(Dataset entries)
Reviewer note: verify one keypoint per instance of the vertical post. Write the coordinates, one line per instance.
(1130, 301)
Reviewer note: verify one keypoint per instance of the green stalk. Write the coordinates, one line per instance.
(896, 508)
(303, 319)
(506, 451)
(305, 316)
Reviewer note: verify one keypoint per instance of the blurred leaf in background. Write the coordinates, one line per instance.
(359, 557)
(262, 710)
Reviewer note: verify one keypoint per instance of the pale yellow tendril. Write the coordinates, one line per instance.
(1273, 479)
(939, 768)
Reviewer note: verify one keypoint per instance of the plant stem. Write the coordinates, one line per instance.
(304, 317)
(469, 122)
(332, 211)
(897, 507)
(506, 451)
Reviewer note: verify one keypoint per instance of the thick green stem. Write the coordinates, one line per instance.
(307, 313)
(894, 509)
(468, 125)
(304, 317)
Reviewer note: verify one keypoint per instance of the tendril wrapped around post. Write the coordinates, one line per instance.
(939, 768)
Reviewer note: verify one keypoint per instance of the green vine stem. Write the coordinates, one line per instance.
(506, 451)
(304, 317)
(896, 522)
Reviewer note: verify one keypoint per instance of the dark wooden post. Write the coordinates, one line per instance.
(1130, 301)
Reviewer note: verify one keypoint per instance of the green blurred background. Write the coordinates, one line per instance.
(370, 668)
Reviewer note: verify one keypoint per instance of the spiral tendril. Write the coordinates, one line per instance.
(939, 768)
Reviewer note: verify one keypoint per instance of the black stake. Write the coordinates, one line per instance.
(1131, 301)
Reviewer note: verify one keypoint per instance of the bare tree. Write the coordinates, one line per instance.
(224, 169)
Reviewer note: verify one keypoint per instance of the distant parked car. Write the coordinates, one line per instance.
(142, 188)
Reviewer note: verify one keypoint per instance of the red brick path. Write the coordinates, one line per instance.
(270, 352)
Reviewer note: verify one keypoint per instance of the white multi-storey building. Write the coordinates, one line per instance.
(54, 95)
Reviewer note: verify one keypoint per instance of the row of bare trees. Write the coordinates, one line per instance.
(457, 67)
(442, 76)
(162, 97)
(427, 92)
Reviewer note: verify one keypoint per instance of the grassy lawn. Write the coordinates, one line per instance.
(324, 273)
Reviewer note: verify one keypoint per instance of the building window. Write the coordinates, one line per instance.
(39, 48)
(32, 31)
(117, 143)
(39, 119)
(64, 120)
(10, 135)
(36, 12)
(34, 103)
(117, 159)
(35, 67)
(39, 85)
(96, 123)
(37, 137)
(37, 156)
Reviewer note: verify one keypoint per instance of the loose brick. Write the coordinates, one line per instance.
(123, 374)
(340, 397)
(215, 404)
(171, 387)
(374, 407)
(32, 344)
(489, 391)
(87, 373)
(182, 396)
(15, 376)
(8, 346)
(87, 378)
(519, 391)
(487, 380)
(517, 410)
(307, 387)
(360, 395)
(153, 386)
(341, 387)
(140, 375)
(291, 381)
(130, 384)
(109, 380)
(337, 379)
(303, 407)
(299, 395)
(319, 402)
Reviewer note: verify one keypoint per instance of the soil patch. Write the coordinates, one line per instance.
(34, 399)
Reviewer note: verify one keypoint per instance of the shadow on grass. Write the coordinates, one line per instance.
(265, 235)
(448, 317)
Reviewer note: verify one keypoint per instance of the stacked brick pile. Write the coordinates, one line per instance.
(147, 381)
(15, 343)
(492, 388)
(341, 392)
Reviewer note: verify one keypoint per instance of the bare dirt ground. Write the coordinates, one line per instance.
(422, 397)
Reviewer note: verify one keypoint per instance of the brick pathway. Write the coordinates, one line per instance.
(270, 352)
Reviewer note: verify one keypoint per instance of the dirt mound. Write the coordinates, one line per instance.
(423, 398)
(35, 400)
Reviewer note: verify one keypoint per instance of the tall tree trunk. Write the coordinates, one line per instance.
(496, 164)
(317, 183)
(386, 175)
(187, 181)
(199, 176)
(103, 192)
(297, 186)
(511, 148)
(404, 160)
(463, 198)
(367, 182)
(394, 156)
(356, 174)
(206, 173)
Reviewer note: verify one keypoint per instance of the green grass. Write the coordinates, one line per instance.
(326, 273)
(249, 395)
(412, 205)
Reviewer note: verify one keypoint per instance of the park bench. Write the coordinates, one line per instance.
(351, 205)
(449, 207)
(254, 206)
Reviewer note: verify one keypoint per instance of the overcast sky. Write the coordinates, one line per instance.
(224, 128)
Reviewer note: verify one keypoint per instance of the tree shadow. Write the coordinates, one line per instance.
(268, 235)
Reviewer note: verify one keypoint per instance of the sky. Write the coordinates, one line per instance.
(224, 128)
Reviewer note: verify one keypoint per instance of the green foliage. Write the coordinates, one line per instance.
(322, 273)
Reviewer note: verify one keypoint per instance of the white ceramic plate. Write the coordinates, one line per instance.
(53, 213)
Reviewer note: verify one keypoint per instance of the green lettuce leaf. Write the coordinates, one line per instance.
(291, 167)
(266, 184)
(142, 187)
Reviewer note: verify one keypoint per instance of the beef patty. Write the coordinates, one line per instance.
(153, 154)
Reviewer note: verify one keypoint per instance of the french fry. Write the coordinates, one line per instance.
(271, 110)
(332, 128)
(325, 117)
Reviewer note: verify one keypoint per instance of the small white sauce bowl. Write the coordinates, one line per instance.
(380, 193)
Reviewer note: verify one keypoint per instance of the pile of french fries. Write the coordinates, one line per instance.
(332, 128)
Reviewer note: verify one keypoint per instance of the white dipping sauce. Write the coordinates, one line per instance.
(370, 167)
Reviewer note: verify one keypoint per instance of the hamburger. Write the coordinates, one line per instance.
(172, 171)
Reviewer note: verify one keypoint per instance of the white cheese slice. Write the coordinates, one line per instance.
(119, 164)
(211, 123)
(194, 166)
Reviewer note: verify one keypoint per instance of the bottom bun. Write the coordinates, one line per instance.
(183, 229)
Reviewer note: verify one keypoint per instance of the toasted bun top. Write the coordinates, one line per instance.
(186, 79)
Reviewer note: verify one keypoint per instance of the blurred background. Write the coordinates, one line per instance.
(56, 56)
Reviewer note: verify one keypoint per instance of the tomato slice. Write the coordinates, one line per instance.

● Written exercise: Using the material above, print every entry exactly as written.

● Completed task:
Reviewer note: verify one keypoint per instance of the vertical post. Write the coordinates, one line per instance.
(1130, 301)
Reviewer note: verify one keypoint per instance of the green stalk. Write the coordinates, one line per instance.
(896, 508)
(303, 319)
(506, 451)
(305, 316)
Reviewer note: verify one keypoint per instance of the blurred leaf in background. Write the coordinates, one line per instance.
(359, 557)
(262, 710)
Reviewer note: verify one keypoint per instance of the pale yellow tendril. Write the coordinates, one line per instance.
(1273, 479)
(939, 768)
Reviewer note: verify one keypoint per instance of the plant stem. Write the coordinates, one line per instance.
(304, 317)
(469, 122)
(332, 211)
(897, 507)
(506, 451)
Reviewer note: verify one keypoint per instance of the thick green stem. Write the coordinates, one line per instance.
(307, 313)
(894, 509)
(468, 125)
(304, 317)
Reviewer note: verify one keypoint per instance of the tendril wrapped around post. Write the coordinates, one line per instance.
(939, 768)
Reviewer note: verify one keypoint per instance of the green vine stem. Write the coordinates, one line per instance.
(506, 451)
(304, 317)
(896, 522)
Reviewer note: verify one keypoint per instance of the dark wooden post. Write the coordinates, one line per instance.
(1130, 301)
Reviewer note: verify one keypoint per instance of the green blurred background. Write the coordinates, one line per instance.
(370, 668)
Reviewer note: verify one keypoint per instance of the spiral tendril. Write the coordinates, one line per instance.
(939, 768)
Reviewer note: verify one keypoint per instance of the black stake. Write the coordinates, one line per instance.
(1131, 301)
Reviewer note: verify one keypoint per instance of the bare tree. Write the coordinates, one line per instance.
(224, 169)
Reviewer note: verify one keypoint per instance of the distant parked car. Write the coordinates, one line per instance.
(142, 188)
Reviewer note: verify one keypoint per instance of the red brick path. Write the coordinates, one line per instance.
(270, 352)
Reviewer note: verify one keypoint per instance of the white multi-storey building. Write the coordinates, one line per instance.
(54, 95)
Reviewer note: verify one keypoint per instance of the row of bare trees. Write the coordinates, one line per instance.
(457, 67)
(442, 76)
(162, 97)
(427, 92)
Reviewer note: verify one keypoint per instance of the grassy lawn. Write the coordinates, one line per instance.
(324, 273)
Reviewer note: verify one keypoint per instance of the building window. Write the coordinates, one line per instance.
(39, 48)
(32, 31)
(117, 143)
(39, 119)
(64, 120)
(10, 135)
(36, 12)
(34, 103)
(117, 159)
(35, 67)
(39, 85)
(96, 123)
(37, 137)
(37, 156)
Reviewer note: verify one keypoint per instance of the loose brick. Write the coordinates, one line per instance.
(123, 374)
(340, 397)
(215, 404)
(171, 387)
(374, 407)
(32, 344)
(489, 391)
(87, 373)
(182, 396)
(15, 376)
(8, 346)
(87, 378)
(519, 391)
(487, 380)
(517, 410)
(307, 387)
(360, 395)
(153, 386)
(341, 387)
(140, 375)
(291, 381)
(130, 384)
(109, 380)
(337, 379)
(303, 407)
(299, 395)
(319, 402)
Reviewer note: verify one keypoint per instance of the soil patch. Write the coordinates, one line per instance.
(34, 399)
Reviewer note: verify one keypoint per instance of the shadow on grass. Write the coordinates, one line per instance.
(265, 235)
(448, 317)
Reviewer note: verify one keypoint per instance of the stacked brick pile. Write the coordinates, one line per instance.
(147, 381)
(15, 343)
(492, 388)
(341, 392)
Reviewer note: verify one keypoint per instance of the bare dirt ground. Write the coordinates, one line per instance.
(422, 397)
Reviewer note: verify one keypoint per instance of the brick pathway. Write the coordinates, one line per instance.
(270, 352)
Reviewer note: verify one keypoint per instance of the dirt mound. Write the coordinates, one line per instance.
(423, 398)
(35, 400)
Reviewer note: verify one keypoint per instance of the tall tree trunk. Write the coordinates, one line per instance.
(496, 164)
(317, 183)
(386, 175)
(187, 181)
(199, 176)
(103, 192)
(297, 186)
(511, 148)
(404, 160)
(463, 198)
(367, 182)
(394, 156)
(356, 174)
(206, 173)
Reviewer note: verify one keypoint per instance of the green grass. Write the coordinates, one line per instance.
(326, 273)
(249, 395)
(412, 205)
Reviewer note: verify one keypoint per instance of the park bench. Write the coordinates, one line per instance.
(351, 205)
(449, 207)
(254, 206)
Reviewer note: verify one keypoint per instance of the overcast sky. Write the coordinates, one line per instance.
(224, 128)
Reviewer note: verify one keypoint per instance of the tree shadow. Write the coordinates, one line per instance.
(268, 235)
Reviewer note: verify one keypoint per instance of the sky. Write the coordinates, one line per instance.
(224, 128)
Reviewer note: verify one keypoint per instance of the green foliage. Write the coordinates, one line per instance.
(322, 273)
Reviewer note: verify one keypoint per instance of the white ceramic plate. Write the coordinates, one line per instance.
(53, 213)
Reviewer note: verify one keypoint per instance of the green lettuce leaf. Write the coordinates, one line per instance.
(291, 167)
(266, 184)
(142, 187)
Reviewer note: verify one keypoint per instance of the beef patty. Write the coordinates, one line per instance.
(153, 154)
Reviewer note: verify one keypoint per instance of the french fry. Write the coordinates, one line per instance.
(271, 110)
(332, 128)
(325, 117)
Reviewer note: verify one keypoint per instance of the small white sauce bowl. Write the coordinates, one line per instance.
(380, 193)
Reviewer note: verify one keypoint per instance of the pile of french fries. Write the coordinates, one line per instance.
(332, 128)
Reviewer note: verify one keypoint per instance of the white dipping sauce. Write the coordinates, one line per instance.
(370, 167)
Reviewer note: verify one keypoint per instance of the hamburger. Write the coordinates, one line per instance.
(172, 171)
Reviewer note: verify one keypoint per instance of the white cheese slice. Write the coordinates, one line per instance.
(119, 164)
(211, 123)
(194, 166)
Reviewer note: verify one keypoint per instance of the bottom bun. Write the coordinates, one line per instance.
(183, 229)
Reviewer note: verify one keypoint per instance of the toasted bun top. Write the coordinates, one line per instance.
(186, 79)
Reviewer note: verify one keypoint per instance of the blurred background. Write the coordinates, one line per instance.
(56, 56)
Reviewer note: verify one keypoint per instance of the tomato slice. Write the coordinates, one line per instance.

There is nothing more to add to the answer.